[Start DATASET CONTENT]

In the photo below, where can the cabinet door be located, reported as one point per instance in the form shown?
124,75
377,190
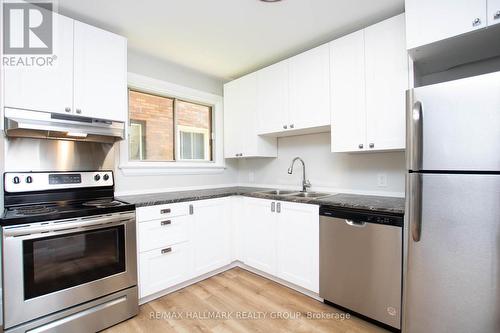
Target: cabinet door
100,87
310,88
260,235
429,21
47,88
212,232
272,98
163,268
240,106
386,75
298,244
347,75
493,12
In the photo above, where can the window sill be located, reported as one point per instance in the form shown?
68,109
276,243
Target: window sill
159,168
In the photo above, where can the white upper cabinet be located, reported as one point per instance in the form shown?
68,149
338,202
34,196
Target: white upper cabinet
100,87
310,89
240,121
429,21
293,94
273,98
386,73
369,77
348,92
88,77
493,12
47,88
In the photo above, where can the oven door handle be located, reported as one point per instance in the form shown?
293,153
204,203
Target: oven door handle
61,226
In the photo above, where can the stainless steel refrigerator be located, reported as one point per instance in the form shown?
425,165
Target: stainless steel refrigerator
452,268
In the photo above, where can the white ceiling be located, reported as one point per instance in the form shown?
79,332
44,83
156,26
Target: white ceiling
228,38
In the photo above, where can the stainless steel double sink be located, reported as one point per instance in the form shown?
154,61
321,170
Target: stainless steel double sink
284,193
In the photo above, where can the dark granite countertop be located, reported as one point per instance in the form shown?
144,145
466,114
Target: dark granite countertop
363,202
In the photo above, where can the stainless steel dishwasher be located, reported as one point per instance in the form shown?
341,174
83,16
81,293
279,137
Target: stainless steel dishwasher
361,263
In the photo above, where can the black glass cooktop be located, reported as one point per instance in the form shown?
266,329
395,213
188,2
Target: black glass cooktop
32,213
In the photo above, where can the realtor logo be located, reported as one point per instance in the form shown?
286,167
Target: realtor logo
27,28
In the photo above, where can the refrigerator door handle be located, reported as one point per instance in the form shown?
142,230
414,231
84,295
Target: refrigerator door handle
414,119
415,217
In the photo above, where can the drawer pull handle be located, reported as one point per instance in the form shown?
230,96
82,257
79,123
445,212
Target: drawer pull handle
167,250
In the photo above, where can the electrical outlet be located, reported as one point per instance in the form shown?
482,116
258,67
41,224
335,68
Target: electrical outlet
382,180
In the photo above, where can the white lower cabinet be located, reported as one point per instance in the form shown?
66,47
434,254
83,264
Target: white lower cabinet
211,235
259,229
282,239
298,244
277,238
164,267
181,241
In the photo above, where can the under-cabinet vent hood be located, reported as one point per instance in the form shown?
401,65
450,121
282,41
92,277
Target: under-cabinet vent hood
44,125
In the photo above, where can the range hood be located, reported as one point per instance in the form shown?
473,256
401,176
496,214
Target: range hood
44,125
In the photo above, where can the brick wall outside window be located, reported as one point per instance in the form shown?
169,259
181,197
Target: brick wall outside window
156,113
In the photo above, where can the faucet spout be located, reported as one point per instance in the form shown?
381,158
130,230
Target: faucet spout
305,183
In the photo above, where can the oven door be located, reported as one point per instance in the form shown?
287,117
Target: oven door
51,266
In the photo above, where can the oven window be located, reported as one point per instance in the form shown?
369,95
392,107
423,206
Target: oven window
64,261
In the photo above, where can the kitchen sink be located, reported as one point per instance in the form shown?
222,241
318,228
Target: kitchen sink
310,194
279,192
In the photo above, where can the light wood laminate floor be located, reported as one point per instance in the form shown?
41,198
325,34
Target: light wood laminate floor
250,303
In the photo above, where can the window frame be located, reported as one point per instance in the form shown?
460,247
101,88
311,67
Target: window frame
149,85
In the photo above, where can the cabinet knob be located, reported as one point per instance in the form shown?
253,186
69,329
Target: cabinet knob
167,250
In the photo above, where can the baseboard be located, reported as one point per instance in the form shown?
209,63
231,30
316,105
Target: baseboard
232,265
185,284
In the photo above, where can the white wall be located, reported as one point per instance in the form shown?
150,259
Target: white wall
337,172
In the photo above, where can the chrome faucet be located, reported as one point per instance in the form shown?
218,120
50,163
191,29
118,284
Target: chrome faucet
305,183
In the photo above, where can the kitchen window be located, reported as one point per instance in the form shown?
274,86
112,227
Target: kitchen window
168,129
171,129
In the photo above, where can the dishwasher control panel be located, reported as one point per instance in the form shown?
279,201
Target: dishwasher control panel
359,216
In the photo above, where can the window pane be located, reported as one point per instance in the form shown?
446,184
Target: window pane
195,119
151,127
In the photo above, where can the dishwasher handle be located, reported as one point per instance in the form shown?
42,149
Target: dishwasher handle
355,223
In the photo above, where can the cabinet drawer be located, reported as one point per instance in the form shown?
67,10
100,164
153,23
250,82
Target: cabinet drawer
164,232
162,211
163,268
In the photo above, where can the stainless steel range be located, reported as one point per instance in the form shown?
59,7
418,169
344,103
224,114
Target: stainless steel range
68,253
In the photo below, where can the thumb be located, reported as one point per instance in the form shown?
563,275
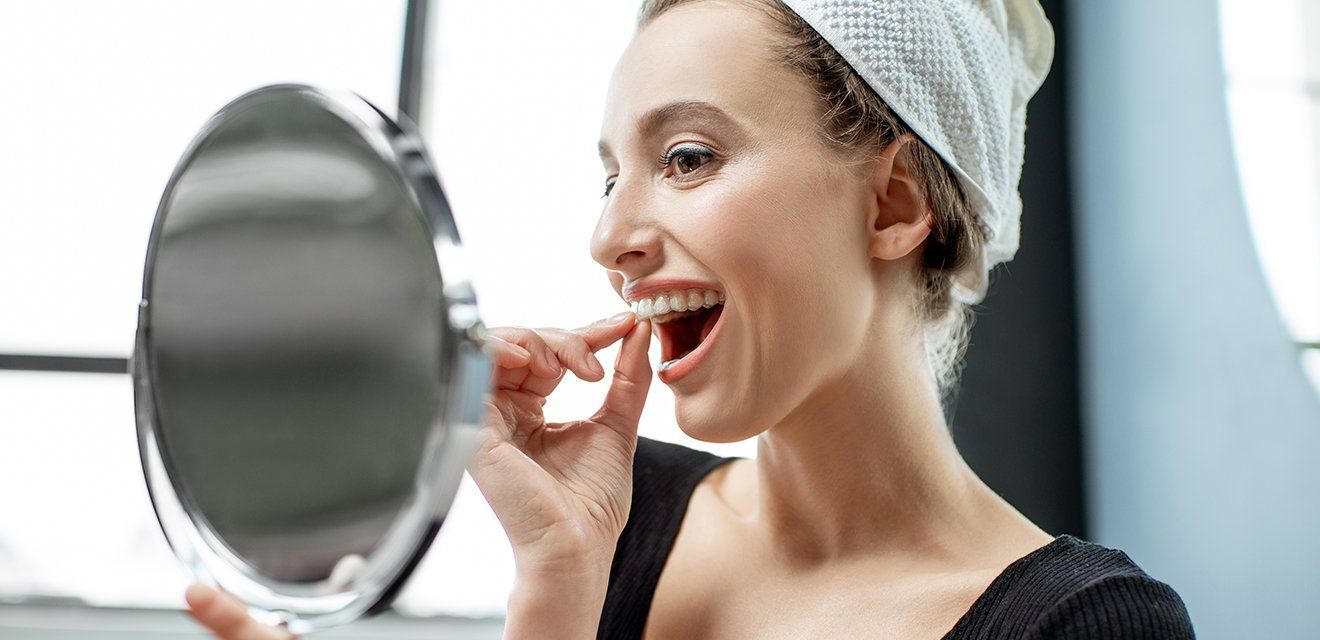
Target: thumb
627,395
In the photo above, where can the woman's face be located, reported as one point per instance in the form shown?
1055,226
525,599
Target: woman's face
717,180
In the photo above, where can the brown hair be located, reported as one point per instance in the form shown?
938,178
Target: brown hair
857,123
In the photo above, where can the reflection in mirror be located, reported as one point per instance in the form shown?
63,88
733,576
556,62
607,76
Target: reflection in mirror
295,351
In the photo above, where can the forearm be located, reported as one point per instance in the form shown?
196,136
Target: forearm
556,606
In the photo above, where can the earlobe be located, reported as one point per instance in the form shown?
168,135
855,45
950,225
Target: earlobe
900,217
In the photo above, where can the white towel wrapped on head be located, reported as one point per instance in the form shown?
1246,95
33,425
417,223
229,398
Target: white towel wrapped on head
960,74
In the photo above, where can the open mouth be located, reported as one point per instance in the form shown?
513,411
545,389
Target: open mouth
683,321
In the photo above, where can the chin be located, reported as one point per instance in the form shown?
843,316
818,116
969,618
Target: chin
710,420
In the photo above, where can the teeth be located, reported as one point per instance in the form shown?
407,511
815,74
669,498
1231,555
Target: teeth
661,306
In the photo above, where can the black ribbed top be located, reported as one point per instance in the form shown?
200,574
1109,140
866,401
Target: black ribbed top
1068,589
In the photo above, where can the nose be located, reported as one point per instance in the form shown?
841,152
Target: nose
625,239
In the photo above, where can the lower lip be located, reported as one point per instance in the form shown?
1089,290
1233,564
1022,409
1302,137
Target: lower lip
689,362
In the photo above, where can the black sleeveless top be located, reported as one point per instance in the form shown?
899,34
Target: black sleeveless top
1068,589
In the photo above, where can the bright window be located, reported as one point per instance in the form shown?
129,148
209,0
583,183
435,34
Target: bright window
1271,53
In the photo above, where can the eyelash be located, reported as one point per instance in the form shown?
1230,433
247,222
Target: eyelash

[End DATASET CONTENT]

Begin with the line that contains "In the photo above, where can the open" and quote each line after it exactly, stopping after the last line of the data.

In the photo above, where can the open mouth be located, reported as one point per instance in the form shown?
513,411
545,389
Target: open mouth
683,321
In the photo above, where can the chin be located, reported as one point per instance in the form shown?
843,316
818,116
969,618
Target: chin
710,420
In the photo above, where can the teeth be located, reported as one point per instance in the form shown?
407,511
815,74
669,498
1231,555
Target: teeth
661,306
In the photo above, where can the black ribbed top be located, reported as one point per instance in the form shown?
200,574
1109,140
866,401
Target: black ribbed top
1068,589
In the photo above, where can the nose be located, reported as one point per instance in the form shown?
841,152
Target: nose
625,239
In the photo above, where can the lower lip be located, reported as one point per instance in the form shown?
1089,290
1233,564
1022,409
1302,137
Target: lower lip
689,362
In the photo above, where can the black sleeveless top be located, reported as one point per instance in the form shown?
899,34
Target: black sleeveless top
1068,589
In the photo above, where can the bright window be located, reported as one point per instance in the form shown?
129,148
209,0
583,183
435,34
Target: bright window
1271,53
In the photo above, where can the eyelash be located, reported as one point per instance in the form shown?
1230,433
247,222
Target: eyelash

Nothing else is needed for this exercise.